GEZEIGTER TEXTAUSZUG:
++++++++++++++++++++

Er versprach Besserung, sollten die Grünen an die Regierung kommen. „Dass die Kernbereiche des Staats und die Kommunikation mit den Menschen digital laufen, das muss in einer Legislaturperiode geschafft sein“, sagte Habeck auf Nachfrage von Handelsblatt-Chefredakteur Sebastian Matthes.

Habeck: Digitalisierung muss „Chefsache“ werden

Zu einem möglichen eigenständigen Digitalministerium auf Bundesebene äußerte er sich skeptisch. „Ich weiß aus eigener Erfahrung, wie lange es dauern kann, ein Ministerium neu zu bauen“, sagte Habeck, der vor seinem Wechsel an die Grünen-Spitze in Schleswig-Holstein als Landesminister für Digitalisierung zuständig war. Wenn man die verschiedenen Zuständigkeiten in der Bundesregierung „zusammenflanscht, kann es sein, dass man zwei oder drei Jahre erst mal verliert“. So viel Zeit habe man aber nicht.

++++++++++++++++++++

DATENTEIL:
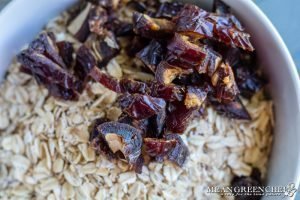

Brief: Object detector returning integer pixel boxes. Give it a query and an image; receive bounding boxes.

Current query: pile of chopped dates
[18,0,264,172]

++++++++++++++++++++

Prüfe, ob die Aussagen 1., 2. und 3. mit dem Textauszug übereinstimmen, und beantworte jede mit Ja oder Nein samt den entscheidenden Worten des Textauszugs als wörtlichem Zitat.
1. Habeck befürwortet ein eigenständiges Digitalministerium auf Bundesebene.
2. Habeck war in Schleswig-Holstein als Landesminister für Digitalisierung zuständig.
3. Die Nachfrage stellte Handelsblatt-Chefredakteur Sebastian Matthes.

LÖSUNG:
1. Nein: „Zu einem möglichen eigenständigen Digitalministerium auf Bundesebene äußerte er sich skeptisch.“
2. Ja: „der vor seinem Wechsel an die Grünen-Spitze in Schleswig-Holstein als Landesminister für Digitalisierung zuständig war“
3. Ja: „sagte Habeck auf Nachfrage von Handelsblatt-Chefredakteur Sebastian Matthes“